The evidence suggests confirmation bias is rampant and out of control in both the hard and soft sciences. Many academic or research scientists run thousands of computer simulations where all fail to confirm or verify the hypothesis. Then they tweak the data, assumptions or models until confirmatory evidence appears toconfirm the hypothesis. They proceed to publish the one successful result without mentioning the failures! This is unethical, may be fraudulent and certainly produces flawed science where a significant majority of results can not be replicated. This has created a loss or confidence and credibility for science by the public and policy makers that has serious consequences for our future.
 
The danger for professional data science practitioners is providing clients and employers with flawed data science results leading to bad business and policy decisions. We must learn from the academic and research scientists and proactively avoid confirmation bias or data science risks loss of credibility.

It is critical for data scientists to create check and balance processes to guard against confirmation bias. This means actively seeking both confirmatory and contradictory evidence and using scientific methods to weigh the evidence fairly. It also means full disclosure of all data, evidence, methods and failures.

The Data Science Code of Professional Conduct of the Data Science Associationprovides ethical guidelines to help the data science practitioner. Rule 8 - Data Science Evidence, Quality of Data and Quality of Evidence - states in relevant part:

(a) A data scientist shall inform the client of all data science results and material facts known to the data scientist that will enable the client to make informed decisions, whether or not the data science evidence are adverse.

(b) A data scientist shall rate the quality of data and disclose such rating to client to enable client to make informed decisions. The data scientist understands that bad or uncertain data quality may compromise data science professional practice and may communicate a false reality or promote an illusion of understanding. The data scientist shall take reasonable measures to protect the client from relying and making decisions based on bad or uncertain data quality.

(c) A data scientist shall rate the quality of evidence and disclose such rating to client to enable client to make informed decisions. The data scientist understands that evidence may be weak or strong or uncertain and shall take reasonable measures to protect the client from relying and making decisions based on weak or uncertain evidence.

[Text-to-region grounding data]
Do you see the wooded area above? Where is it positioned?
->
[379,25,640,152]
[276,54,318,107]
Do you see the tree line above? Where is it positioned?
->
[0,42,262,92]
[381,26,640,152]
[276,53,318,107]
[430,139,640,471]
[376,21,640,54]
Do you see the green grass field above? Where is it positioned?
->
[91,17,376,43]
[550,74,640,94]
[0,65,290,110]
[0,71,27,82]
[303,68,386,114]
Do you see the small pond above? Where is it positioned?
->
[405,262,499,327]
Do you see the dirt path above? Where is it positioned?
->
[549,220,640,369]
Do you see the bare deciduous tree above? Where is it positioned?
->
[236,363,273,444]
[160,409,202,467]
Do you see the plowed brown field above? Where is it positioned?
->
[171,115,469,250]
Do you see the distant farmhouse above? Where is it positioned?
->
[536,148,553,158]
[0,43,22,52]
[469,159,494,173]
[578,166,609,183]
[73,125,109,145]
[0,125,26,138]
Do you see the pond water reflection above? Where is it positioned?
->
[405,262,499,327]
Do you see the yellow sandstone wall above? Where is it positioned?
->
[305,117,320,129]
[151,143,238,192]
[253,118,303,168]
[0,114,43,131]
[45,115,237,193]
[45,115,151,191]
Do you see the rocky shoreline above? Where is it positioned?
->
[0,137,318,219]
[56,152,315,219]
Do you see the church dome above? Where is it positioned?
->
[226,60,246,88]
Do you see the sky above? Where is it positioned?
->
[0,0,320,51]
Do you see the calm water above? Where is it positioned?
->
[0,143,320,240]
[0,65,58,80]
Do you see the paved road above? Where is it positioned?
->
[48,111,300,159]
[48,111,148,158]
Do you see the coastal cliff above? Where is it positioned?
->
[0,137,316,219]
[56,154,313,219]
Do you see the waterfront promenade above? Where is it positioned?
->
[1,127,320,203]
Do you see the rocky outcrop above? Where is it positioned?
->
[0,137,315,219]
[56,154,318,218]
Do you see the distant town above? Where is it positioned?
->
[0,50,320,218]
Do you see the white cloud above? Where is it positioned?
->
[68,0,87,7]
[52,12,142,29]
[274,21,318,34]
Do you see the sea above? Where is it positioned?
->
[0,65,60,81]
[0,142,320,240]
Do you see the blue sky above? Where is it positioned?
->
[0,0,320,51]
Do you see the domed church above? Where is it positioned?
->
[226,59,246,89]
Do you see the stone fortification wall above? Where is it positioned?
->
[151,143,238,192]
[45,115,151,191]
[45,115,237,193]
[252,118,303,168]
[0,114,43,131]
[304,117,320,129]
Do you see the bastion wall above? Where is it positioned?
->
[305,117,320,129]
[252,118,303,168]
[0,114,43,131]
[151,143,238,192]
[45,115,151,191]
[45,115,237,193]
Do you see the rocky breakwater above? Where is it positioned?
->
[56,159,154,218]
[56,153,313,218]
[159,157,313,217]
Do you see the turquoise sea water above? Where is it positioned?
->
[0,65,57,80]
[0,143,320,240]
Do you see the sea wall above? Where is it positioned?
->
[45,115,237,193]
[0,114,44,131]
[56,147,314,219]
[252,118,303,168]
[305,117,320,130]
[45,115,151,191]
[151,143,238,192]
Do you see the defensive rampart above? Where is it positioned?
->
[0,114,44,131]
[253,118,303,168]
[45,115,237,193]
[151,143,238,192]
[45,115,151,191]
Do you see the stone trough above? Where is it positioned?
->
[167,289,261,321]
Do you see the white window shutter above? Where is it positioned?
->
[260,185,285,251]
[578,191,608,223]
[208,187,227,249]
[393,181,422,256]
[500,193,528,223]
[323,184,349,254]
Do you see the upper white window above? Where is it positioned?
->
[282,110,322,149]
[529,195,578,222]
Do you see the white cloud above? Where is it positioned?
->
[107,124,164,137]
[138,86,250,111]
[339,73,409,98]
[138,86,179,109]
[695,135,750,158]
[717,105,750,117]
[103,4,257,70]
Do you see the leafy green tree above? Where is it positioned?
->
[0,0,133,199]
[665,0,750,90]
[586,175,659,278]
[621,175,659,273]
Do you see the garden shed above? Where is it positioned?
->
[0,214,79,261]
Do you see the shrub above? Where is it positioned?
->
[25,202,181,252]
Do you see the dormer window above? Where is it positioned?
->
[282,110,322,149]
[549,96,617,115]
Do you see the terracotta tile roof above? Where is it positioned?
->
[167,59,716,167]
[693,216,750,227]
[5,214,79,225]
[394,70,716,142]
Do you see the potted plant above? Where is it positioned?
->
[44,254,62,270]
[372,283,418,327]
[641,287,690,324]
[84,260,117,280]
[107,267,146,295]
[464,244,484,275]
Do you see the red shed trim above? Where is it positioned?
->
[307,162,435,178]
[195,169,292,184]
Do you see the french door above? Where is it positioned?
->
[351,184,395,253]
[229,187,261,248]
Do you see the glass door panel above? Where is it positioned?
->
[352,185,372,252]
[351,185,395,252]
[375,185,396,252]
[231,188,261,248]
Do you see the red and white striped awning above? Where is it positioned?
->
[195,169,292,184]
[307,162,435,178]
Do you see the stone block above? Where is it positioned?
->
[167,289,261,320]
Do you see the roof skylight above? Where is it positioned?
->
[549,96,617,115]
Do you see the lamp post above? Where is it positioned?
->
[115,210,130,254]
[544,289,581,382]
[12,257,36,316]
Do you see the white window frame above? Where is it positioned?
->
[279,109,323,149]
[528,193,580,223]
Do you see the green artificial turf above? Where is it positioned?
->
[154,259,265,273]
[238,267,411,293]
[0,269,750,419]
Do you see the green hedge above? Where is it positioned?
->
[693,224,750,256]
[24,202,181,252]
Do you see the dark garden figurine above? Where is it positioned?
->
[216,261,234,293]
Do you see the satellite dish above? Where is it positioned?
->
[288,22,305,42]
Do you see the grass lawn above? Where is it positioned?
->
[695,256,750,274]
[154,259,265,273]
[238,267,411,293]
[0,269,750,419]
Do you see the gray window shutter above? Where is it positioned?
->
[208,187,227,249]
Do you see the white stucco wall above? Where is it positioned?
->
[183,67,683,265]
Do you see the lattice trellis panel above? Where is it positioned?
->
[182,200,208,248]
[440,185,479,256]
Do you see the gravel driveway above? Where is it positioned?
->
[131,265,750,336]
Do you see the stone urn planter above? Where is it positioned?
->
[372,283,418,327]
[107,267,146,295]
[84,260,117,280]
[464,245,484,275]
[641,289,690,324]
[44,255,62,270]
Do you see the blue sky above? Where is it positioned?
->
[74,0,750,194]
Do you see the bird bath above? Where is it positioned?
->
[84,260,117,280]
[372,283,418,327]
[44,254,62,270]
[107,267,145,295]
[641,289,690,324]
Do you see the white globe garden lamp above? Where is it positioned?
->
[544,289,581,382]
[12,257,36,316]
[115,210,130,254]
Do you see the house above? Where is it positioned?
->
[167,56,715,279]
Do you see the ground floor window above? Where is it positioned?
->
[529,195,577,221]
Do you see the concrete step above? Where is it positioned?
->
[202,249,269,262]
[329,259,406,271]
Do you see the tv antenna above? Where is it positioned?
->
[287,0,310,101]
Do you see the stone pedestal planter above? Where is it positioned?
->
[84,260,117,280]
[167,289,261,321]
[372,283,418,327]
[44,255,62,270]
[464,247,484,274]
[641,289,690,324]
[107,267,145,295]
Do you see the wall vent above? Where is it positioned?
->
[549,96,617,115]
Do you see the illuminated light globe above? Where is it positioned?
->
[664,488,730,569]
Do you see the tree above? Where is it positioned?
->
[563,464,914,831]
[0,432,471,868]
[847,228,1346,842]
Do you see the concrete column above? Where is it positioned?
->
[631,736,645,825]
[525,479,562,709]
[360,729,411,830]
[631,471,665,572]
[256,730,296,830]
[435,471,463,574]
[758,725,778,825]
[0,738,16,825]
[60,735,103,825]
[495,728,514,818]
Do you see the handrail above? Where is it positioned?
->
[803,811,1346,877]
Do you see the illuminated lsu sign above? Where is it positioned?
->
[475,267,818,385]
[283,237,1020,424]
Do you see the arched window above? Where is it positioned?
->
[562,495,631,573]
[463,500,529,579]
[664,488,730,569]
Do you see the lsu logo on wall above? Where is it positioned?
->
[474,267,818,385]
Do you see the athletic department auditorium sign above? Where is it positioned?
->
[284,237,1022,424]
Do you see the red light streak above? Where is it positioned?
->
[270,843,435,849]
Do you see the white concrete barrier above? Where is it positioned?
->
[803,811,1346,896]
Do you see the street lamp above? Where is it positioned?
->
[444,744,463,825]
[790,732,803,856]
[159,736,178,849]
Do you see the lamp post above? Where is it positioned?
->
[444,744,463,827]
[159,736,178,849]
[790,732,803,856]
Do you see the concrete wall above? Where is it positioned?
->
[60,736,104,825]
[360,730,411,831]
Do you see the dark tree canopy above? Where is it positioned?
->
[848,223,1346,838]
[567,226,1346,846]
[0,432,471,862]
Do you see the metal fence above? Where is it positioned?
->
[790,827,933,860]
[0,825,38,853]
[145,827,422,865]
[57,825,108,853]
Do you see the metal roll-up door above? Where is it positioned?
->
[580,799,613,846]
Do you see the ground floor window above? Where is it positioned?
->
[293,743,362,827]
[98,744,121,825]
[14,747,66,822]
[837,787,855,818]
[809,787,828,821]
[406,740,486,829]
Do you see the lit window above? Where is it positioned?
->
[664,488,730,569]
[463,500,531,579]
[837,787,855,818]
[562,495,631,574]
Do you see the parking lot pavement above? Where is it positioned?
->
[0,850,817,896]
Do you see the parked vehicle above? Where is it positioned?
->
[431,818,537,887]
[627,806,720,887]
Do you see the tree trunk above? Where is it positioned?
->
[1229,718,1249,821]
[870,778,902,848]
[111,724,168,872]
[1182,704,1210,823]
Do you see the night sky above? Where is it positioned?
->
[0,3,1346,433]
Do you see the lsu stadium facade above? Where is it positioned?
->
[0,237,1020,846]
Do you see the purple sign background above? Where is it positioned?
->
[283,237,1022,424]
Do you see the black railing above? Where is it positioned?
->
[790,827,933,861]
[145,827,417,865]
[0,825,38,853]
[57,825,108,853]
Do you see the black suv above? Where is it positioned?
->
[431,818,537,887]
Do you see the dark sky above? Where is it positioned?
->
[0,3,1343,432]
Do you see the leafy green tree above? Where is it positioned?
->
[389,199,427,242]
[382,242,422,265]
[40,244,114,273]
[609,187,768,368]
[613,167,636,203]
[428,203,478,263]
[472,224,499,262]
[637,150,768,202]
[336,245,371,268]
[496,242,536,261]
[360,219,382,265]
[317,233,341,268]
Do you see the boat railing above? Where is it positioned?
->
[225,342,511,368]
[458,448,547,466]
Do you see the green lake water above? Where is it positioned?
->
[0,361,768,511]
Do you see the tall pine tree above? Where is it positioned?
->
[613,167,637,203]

WHAT TO DO -
Answer these questions about the text on confirmation bias above:
1. After tweaking the data, assumptions or models, what do many scientists publish?
2. Which rule of the Data Science Code of Professional Conduct is quoted?
3. According to part (c), what three ways may evidence be described?

RESULT OF THIS EXERCISE -
1. They publish the one successful result without mentioning the failures.
2. Rule 8, Data Science Evidence, Quality of Data and Quality of Evidence.
3. Weak, strong or uncertain.